EXCERPTED TEXT
Also, fuck off with the language you caffeinated business school donkeys love so much:  "Let's table this for now," "This is outside the scope of this procedure," "Why don't we try to visualize the concept of the process," "Let's utilize signage in this area to provide proof of adequate documentation," "In order to proceduralize action items, we should synergize on the fundamentals," etc., etc., etc.  Everyone who talks like this, please listen very carefully:  Go to a quiet room, relax, put on some quiet music, breathe.  And then PUNCH YOURSELF IN THE FACE UNTIL YOU'RE UNCONSCIOUS FOREVER.
(Brought to you by someone with an English degree who wants to punch anyone using corporate lingo but is too much of a pacifist to do it herself.  Also, thanks to the fact that working with you is worse than murdering kittens, she needs to have pretty hands when she's waitressing.)


I'd rather read the fractured grammar on Twitter for eight hours a day than listen to this.

Seriously, *anything* would be better than working under your transparent MBA.

On a related note:  Hey, Maggie!  Hey.  What up, Mags.  You're a tacky, selfish, fake, name-dropping princess and control freak; you don't deserve a dollar of the success you've snaked from other employees, their ideas for improvement, or the way they've been dropping like flies from your department for years.  Speaking of department, I think Nancy flushed the integrity of that down the toilet long ago, because I seriously wouldn't be surprised if I saw her on the news for getting trapped on an escalator.  My own boss didn't see a fraction of what you did, and you knew he wouldn't because he was busy with engineering.  So there's a special "fuck you," just for you, cupcake -- that's for predicting that my boss wouldn't see what you were doing.

Also, Rachel deserves a raise... better yet, give her paid time off for her cancer treatments.  At least let her work from home if she wants to; everyone thinks the whole company is a careless bastard for not giving her everything she needs.  

But it's you, Maggie, who has successfully alienated every single team in that building and within headquarters in Bloomington.  Congrats:  You're the coldest, unhappiest, and lowest person that two thousand people have ever met!  You've won, finally!  We've all watched you work really hard to win at something.  Is looking in the bathroom mirror worth it now?  I sure diddly-do hope so.

God, it feels good to finally be able to write about that place.  I was censored (yes, management used the word "censor") in my other blog; I wasn't even allowed to complain about not talking about work. 

I did my idiotic dance for you idiotic people.  Yes, the medical device industry should be a noble, ethical, and stable work environment -- it isn't.  I'm glad I left you high and dry; I'm just sorry that it wasn't from job responsibilities more "important" than mine, because then I could've left everything pretty messed up.  Instead, I just left an ugly, beige cubicle.  Oh, that's right, and other things that were trying to suck the soul out of me.

But now, I bust my ass for what I do instead of being a marionette puppet pretending to care about millionaires, and it's more satisfying for me to make $95 after tip-out and food for five hours of actual work than it used to be to present a flawless draft for someone who'd just run it up the political flag-pole.  I control my job now.  I manage my customers.  I've learned how to dance -- just not how others wanted me to.

EXPLORE THE MATERIAL
• A. In two sentences, summarize the blog post about leaving a corporate job.
• B. Answer these questions about the blog post, one answer per line:
(i) What kind of degree does the writer say they have?
(ii) How much does the writer say they make for five hours of work?
(iii) In what city is the headquarters located?
• C. Please transcribe the blog post starting at "Also, fuck off" and ending at "YOU'RE UNCONSCIOUS FOREVER.".
The data that comes next has no connection to the blog post.

ENTRIES SHOWN
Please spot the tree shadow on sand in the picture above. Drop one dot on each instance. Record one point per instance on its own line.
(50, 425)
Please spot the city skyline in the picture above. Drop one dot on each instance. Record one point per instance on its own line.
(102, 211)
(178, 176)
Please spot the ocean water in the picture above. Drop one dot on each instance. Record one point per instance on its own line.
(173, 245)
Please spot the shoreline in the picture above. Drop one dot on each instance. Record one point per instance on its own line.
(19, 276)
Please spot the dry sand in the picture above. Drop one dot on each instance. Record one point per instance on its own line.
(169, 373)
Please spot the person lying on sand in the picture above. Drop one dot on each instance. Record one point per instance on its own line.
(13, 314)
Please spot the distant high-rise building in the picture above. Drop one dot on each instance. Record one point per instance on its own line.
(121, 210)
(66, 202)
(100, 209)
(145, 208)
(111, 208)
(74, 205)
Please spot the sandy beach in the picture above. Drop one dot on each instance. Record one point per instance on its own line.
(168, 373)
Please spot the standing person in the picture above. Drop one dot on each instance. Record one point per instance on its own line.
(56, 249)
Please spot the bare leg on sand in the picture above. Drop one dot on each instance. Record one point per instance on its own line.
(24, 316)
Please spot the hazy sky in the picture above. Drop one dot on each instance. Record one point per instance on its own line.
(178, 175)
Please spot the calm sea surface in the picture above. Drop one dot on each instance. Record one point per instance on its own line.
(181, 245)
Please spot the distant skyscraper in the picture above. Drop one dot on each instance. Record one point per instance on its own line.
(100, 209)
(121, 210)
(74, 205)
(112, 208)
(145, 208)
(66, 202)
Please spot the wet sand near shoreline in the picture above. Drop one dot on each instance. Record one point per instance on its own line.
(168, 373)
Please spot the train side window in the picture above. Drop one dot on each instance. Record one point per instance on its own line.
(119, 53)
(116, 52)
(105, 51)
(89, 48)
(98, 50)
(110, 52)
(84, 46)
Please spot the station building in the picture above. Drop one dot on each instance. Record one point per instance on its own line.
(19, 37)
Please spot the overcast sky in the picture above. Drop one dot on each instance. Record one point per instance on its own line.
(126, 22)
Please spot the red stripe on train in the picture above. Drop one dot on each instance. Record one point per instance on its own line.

ANSWERS BELOW
• A. The writer mocks corporate jargon and insults former coworkers in the medical device industry, especially Maggie, who is accused of taking success from other employees and alienating every team. The writer says waitressing now brings more satisfaction and control than the old job did.

• B.
(i) An English degree.
(ii) $95 after tip-out and food.
(iii) Bloomington.

• C.
Also, fuck off with the language you caffeinated business school donkeys love so much:  "Let's table this for now," "This is outside the scope of this procedure," "Why don't we try to visualize the concept of the process," "Let's utilize signage in this area to provide proof of adequate documentation," "In order to proceduralize action items, we should synergize on the fundamentals," etc., etc., etc.  Everyone who talks like this, please listen very carefully:  Go to a quiet room, relax, put on some quiet music, breathe.  And then PUNCH YOURSELF IN THE FACE UNTIL YOU'RE UNCONSCIOUS FOREVER.